*** Data for the task ***
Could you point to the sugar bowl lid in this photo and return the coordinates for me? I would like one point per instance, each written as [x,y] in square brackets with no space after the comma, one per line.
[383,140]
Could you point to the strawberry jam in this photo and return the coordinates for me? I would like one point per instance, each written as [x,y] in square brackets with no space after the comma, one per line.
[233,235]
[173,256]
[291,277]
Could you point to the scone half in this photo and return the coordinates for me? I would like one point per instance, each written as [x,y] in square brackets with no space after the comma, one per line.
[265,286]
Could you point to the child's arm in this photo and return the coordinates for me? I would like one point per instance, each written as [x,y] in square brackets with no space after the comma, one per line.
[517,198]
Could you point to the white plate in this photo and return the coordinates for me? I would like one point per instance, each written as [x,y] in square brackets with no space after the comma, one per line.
*** End of Data for the task ***
**Problem**
Please return, exactly as written, the line containing "Could you point to the scone" and every line after it through the end of the records above, and nothing else.

**Task output**
Could you point to the scone half in this photo and return the coordinates for me? I would like one point per instance, each written as [x,y] in square brackets with no space after the comma, one per line.
[265,286]
Could you point to the child's arm in this photo and return the coordinates for me? I would like one point per instance, each written as [x,y] in square brackets with no space after the comma, one per line.
[517,198]
Could you point to the white plate in this photo and return the coordinates for me? I would like one point per instance, each written as [x,y] in square brackets with no space after the comma, one per line.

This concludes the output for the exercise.